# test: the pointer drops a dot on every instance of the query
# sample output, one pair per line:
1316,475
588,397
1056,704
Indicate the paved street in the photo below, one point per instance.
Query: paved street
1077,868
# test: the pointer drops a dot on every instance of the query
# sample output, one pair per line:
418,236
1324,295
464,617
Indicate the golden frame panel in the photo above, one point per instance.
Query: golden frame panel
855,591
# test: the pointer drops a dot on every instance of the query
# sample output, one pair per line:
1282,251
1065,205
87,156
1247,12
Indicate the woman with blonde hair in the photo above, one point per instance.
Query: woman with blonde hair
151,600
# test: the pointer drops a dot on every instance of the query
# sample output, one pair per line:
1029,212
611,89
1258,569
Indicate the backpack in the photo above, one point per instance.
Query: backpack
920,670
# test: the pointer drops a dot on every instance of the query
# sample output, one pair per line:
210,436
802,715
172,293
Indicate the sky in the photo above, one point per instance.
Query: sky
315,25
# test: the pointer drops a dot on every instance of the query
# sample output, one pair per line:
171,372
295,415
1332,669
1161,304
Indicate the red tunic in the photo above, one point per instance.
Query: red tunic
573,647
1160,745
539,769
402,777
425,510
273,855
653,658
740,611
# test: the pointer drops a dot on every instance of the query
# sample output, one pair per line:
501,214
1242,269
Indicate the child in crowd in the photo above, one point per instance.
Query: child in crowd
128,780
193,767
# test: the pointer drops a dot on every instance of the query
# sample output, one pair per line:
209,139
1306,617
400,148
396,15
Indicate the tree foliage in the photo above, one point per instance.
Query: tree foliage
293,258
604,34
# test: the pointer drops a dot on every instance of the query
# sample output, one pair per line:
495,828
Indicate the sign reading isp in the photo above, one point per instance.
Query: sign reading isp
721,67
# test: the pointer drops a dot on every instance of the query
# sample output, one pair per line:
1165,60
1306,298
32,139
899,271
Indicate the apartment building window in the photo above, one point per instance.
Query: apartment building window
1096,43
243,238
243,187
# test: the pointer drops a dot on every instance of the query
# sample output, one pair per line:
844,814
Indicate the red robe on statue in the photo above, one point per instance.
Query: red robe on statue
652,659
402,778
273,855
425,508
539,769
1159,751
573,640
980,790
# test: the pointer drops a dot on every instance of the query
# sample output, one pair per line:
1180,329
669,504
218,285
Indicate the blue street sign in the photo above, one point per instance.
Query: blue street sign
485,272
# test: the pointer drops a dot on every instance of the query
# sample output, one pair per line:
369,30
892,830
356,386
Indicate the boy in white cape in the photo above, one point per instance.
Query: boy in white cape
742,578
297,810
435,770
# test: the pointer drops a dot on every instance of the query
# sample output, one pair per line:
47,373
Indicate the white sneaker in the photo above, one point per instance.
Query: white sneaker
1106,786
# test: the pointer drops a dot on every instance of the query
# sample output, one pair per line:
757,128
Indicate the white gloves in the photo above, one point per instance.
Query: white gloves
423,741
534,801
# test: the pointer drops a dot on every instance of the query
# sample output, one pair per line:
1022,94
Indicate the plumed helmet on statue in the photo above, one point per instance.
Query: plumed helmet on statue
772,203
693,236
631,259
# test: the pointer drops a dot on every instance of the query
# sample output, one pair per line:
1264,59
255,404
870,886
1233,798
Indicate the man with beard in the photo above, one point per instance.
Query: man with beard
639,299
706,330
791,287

____________

§ Task description: Pick out every line of the rows above that contains the word "apartment".

§ The response:
Indicate the apartment building window in the photo above, one point per instance.
Query: apartment building window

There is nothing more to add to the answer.